◆ STATED EXERCISE: Copy nothing but the text: repeat each entry exactly and drop the images.

Start DATASET ENTRIES

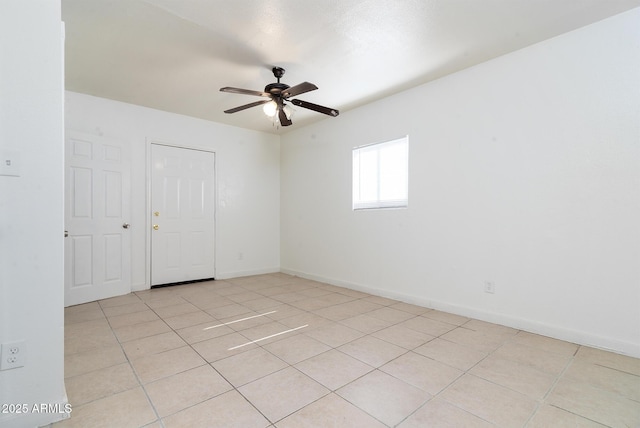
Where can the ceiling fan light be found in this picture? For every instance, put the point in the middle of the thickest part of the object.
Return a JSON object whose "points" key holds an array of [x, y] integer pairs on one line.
{"points": [[288, 111], [270, 108]]}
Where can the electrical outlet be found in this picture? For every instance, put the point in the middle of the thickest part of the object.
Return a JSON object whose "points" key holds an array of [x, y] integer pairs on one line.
{"points": [[489, 287], [13, 355]]}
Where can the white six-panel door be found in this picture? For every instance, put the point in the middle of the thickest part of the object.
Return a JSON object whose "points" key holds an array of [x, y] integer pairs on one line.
{"points": [[182, 214], [97, 211]]}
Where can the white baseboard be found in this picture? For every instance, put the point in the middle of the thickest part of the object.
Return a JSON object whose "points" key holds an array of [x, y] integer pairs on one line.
{"points": [[532, 326], [241, 273]]}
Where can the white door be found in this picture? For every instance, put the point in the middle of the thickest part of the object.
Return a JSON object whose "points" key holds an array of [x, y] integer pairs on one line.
{"points": [[182, 214], [97, 210]]}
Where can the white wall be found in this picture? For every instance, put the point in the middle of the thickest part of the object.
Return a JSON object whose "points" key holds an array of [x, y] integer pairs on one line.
{"points": [[247, 172], [524, 171], [31, 206]]}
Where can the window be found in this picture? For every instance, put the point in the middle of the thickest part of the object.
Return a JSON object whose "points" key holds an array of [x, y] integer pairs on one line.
{"points": [[380, 175]]}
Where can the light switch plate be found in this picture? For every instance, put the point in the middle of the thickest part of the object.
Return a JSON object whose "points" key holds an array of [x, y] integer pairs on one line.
{"points": [[9, 163]]}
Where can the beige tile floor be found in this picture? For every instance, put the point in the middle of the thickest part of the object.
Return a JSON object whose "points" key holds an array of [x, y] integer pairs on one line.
{"points": [[280, 351]]}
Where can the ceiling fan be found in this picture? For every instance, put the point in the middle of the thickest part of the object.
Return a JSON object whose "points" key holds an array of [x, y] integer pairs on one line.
{"points": [[277, 93]]}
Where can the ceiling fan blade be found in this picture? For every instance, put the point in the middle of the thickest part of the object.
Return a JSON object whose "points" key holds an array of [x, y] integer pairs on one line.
{"points": [[298, 89], [284, 120], [315, 107], [244, 91], [246, 106]]}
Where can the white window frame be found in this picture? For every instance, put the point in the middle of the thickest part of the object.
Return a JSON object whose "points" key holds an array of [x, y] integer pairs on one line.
{"points": [[374, 174]]}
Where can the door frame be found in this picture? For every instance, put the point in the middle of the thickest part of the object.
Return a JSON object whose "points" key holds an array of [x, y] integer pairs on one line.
{"points": [[148, 221]]}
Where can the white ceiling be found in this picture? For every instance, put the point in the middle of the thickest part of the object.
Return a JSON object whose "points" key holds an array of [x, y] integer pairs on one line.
{"points": [[175, 55]]}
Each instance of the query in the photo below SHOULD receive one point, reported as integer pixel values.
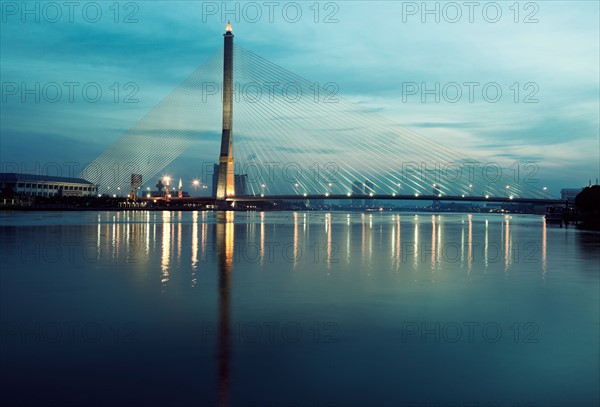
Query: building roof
(20, 177)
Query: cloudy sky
(542, 56)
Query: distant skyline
(380, 54)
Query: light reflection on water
(408, 236)
(189, 279)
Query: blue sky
(373, 51)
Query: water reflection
(179, 241)
(224, 237)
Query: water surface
(297, 308)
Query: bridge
(297, 139)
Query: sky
(423, 65)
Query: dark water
(297, 309)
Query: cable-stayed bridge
(292, 138)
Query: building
(569, 194)
(45, 185)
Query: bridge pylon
(226, 179)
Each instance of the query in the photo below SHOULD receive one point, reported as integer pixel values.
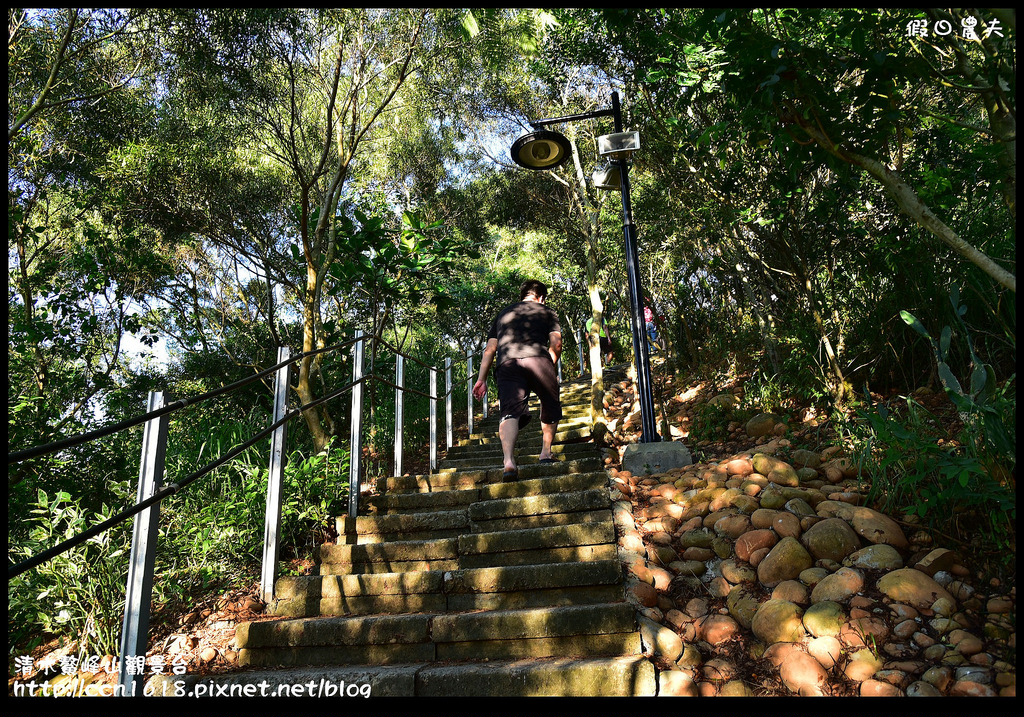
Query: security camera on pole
(544, 149)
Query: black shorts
(517, 377)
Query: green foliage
(315, 492)
(79, 593)
(958, 486)
(988, 411)
(911, 470)
(711, 422)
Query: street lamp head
(608, 177)
(620, 145)
(541, 150)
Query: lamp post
(544, 149)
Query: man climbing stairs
(458, 584)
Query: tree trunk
(908, 202)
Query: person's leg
(512, 405)
(544, 382)
(547, 438)
(508, 431)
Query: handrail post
(399, 410)
(271, 523)
(134, 631)
(355, 436)
(433, 419)
(448, 403)
(469, 392)
(580, 334)
(485, 402)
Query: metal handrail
(15, 570)
(135, 627)
(80, 438)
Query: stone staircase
(457, 584)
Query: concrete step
(479, 516)
(572, 631)
(526, 441)
(512, 587)
(461, 584)
(566, 677)
(472, 476)
(457, 454)
(445, 500)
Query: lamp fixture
(608, 177)
(619, 145)
(541, 150)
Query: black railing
(151, 493)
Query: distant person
(526, 339)
(648, 317)
(606, 348)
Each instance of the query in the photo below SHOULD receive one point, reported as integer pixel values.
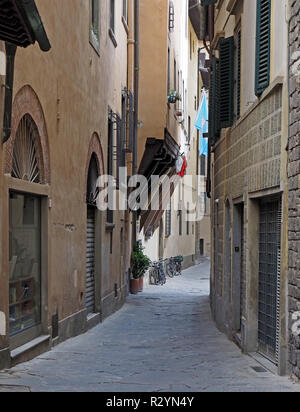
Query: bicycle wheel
(178, 269)
(170, 270)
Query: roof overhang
(197, 14)
(21, 24)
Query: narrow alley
(162, 340)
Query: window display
(24, 262)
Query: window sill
(125, 25)
(94, 42)
(110, 227)
(112, 37)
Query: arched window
(93, 174)
(26, 162)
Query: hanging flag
(202, 125)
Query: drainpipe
(136, 106)
(9, 85)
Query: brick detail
(95, 147)
(27, 102)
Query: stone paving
(162, 340)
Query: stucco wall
(74, 85)
(249, 163)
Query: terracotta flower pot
(141, 284)
(134, 286)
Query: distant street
(162, 340)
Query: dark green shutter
(226, 48)
(208, 2)
(263, 46)
(238, 76)
(214, 112)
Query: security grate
(90, 261)
(269, 279)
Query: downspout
(9, 85)
(136, 106)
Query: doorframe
(237, 265)
(252, 214)
(42, 191)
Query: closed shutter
(226, 48)
(131, 122)
(263, 46)
(208, 2)
(90, 261)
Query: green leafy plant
(173, 96)
(140, 263)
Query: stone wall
(294, 183)
(247, 160)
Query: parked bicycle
(157, 274)
(174, 266)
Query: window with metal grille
(26, 164)
(263, 46)
(110, 159)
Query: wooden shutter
(226, 48)
(263, 46)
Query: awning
(159, 159)
(159, 156)
(197, 14)
(21, 24)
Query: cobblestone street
(161, 340)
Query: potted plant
(173, 97)
(140, 263)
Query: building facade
(294, 186)
(248, 139)
(64, 264)
(175, 55)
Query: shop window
(24, 262)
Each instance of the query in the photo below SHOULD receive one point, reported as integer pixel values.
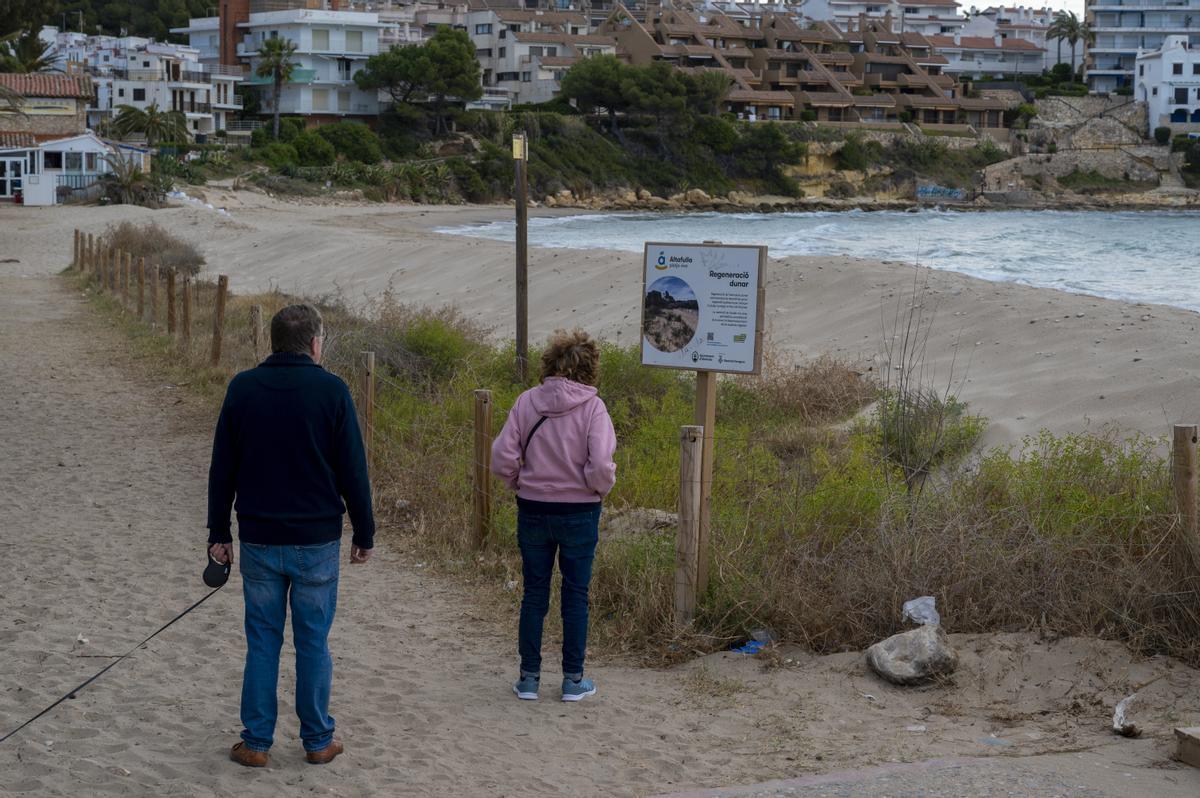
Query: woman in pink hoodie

End DATASET ENTRIES

◆ CORRECT ANSWER:
Where can the ceiling fan light be found in this picture? For every instance, put the point in the middle of the thickest part of the object.
Return a JSON object whose "points" key holds an array of [x, y] integer pairs on one line.
{"points": [[288, 111], [270, 108]]}
Where can the electrical outlet be found in this picture? For every instance, put the point in the middle of the thickest part of the object.
Return a JSON object whose "points" key holds an array of [x, y] integer pairs on one line.
{"points": [[489, 287], [13, 355]]}
Where can the white six-panel door be found in this picture? For every instance, put the point in the middle of the thickest part of the object.
Return a JSON object whose "points" key holds an array of [x, y] integer pairs on one line.
{"points": [[182, 214], [97, 211]]}
Where can the white baseboard be found in this picture? For every instance, put the point in the middle of the thickest part of the object.
Return a JSON object whose "points" key holds an array of [x, y] integer pairs on one line.
{"points": [[532, 326], [241, 273]]}
Where can the white door be found in this picture? For every instance, put the point in the middle of the thickest part of the object.
Return a JSON object whose "points" key holds an array of [x, y] integer pairs on one line.
{"points": [[182, 214], [97, 210]]}
Where can the white wall be found in this picture? For every instance, put the point in the middle of the thickest part of the object.
Return a JSON object whose "points" key holds an array of [x, y] integer pairs on one line.
{"points": [[247, 172], [524, 171], [31, 206]]}
Where can the window be found in this picture? For every instance, put the point in the middle of the thickest part of the object.
Return a JSON object whose "points" key holds an array of [x, y] integer pairs on one line.
{"points": [[380, 175]]}
Where can the light switch plate be found in this picture? For every instance, put the point in the middle of the thickest part of the object.
Return a JSON object whose "points" key holds an array of [x, y] integer pairs on one line.
{"points": [[9, 163]]}
Where can the beige tile floor be found in this picture? For every instance, put the point in the middle of the thickest part of the object.
Return a JSON object whose "points" key holds an array of [x, y] integer pairs on one line.
{"points": [[280, 351]]}
Where can the ceiling fan be found in this picture? For every instance, put the point in the middle of the thickest part of the object.
Return a JSON object whose "points" key holds an array of [x, y] integer pairs on one line.
{"points": [[277, 93]]}
Where can the ceiling fan blade be found in this picture? For every instance, put the point in the middle of the thickest part of the object.
Return a JSON object whose "points" key holds an array of [x, y] integer pairs on one line.
{"points": [[298, 89], [284, 120], [315, 107], [244, 91], [246, 106]]}
Where can the white window frame be found in this picture? For every instance, put the point in the middle of the thickest part of the object.
Return a JSON object whose "points" key holds an array of [x, y] integer pairs on one line.
{"points": [[374, 174]]}
Where can the door frame be found in this picture? For every instance, put the point in the middle of the thickest part of the object.
Return a JSON object whose "points" key holds an array of [x, y] integer pairs on one line.
{"points": [[148, 221]]}
Where can the white ceiling be found in this picture? For every instance, put the point in the middle of the thickest part of the object.
Return a JSON object whose "points" key holds an array of [x, y] integer pairs on one line.
{"points": [[175, 55]]}
Each instance of the query in the photo below SHOULD receive one point, reported as integer pixel values.
Query: building roof
(20, 177)
Query: cloudy sky
(542, 56)
Query: distant skyline
(380, 54)
Query: light reflection on water
(408, 236)
(189, 279)
Query: blue sky
(373, 51)
Query: water reflection
(179, 241)
(224, 237)
Query: water surface
(297, 308)
Query: bridge
(297, 139)
Query: sky
(423, 65)
Query: dark water
(297, 309)
Query: cable-stayed bridge
(292, 138)
Query: building
(569, 194)
(45, 185)
Query: bridge pylon
(226, 179)
Each instance of the query in the photo below SHOULD receive one point, reported as integer pixel values.
Query: security camera on pole
(544, 149)
Query: black shorts
(517, 377)
Query: green foliage
(315, 492)
(79, 593)
(958, 486)
(988, 411)
(911, 470)
(711, 422)
Query: street lamp head
(608, 177)
(620, 145)
(541, 150)
Query: lamp post
(544, 149)
Query: man climbing stairs
(458, 584)
Query: tree trunk
(908, 202)
Query: person's leg
(512, 405)
(544, 382)
(547, 438)
(508, 431)
Query: handrail post
(399, 410)
(271, 523)
(134, 631)
(355, 436)
(433, 419)
(448, 403)
(469, 392)
(580, 334)
(485, 402)
Query: metal handrail
(15, 570)
(135, 627)
(80, 438)
Query: stone staircase
(457, 584)
Query: concrete step
(479, 516)
(572, 631)
(526, 441)
(512, 587)
(461, 584)
(566, 677)
(472, 476)
(457, 454)
(445, 500)
Query: lamp fixture
(608, 177)
(619, 145)
(541, 150)
Query: black railing
(151, 493)
Query: distant person
(526, 339)
(648, 317)
(606, 348)
Each instance of the query in the photo below SHOULD receive one point, reported as integer pixel values.
Query: bicycle wheel
(178, 269)
(170, 270)
Query: roof overhang
(197, 14)
(21, 24)
Query: narrow alley
(162, 340)
Query: window display
(24, 262)
Query: window sill
(125, 25)
(94, 42)
(110, 227)
(112, 37)
Query: arched window
(93, 174)
(26, 162)
Query: hanging flag
(202, 125)
Query: drainpipe
(136, 106)
(9, 85)
Query: brick detail
(95, 147)
(27, 102)
Query: stone paving
(162, 340)
Query: stucco wall
(74, 85)
(249, 163)
Query: terracotta flower pot
(141, 284)
(134, 286)
Query: distant street
(162, 340)
Query: dark green shutter
(226, 48)
(208, 2)
(263, 46)
(238, 76)
(214, 112)
Query: security grate
(90, 261)
(269, 279)
Query: downspout
(9, 85)
(136, 106)
Query: doorframe
(237, 265)
(252, 214)
(42, 191)
Query: closed shutter
(226, 48)
(131, 122)
(263, 46)
(208, 2)
(90, 261)
Query: green leafy plant
(173, 96)
(140, 263)
Query: stone wall
(294, 183)
(247, 160)
Query: parked bicycle
(157, 274)
(174, 266)
Query: window with metal grille
(26, 164)
(263, 46)
(110, 159)
Query: wooden shutter
(226, 48)
(263, 46)
Query: awning
(159, 159)
(159, 156)
(197, 14)
(21, 24)
Query: cobblestone street
(161, 340)
Query: potted plant
(173, 97)
(140, 263)
Query: building facade
(294, 186)
(248, 139)
(64, 264)
(175, 55)
Query: shop window
(24, 262)
Each instance of the query in the photo below SHOULD receive one point, reported as integer pixel values.
Query: woman in pink hoodie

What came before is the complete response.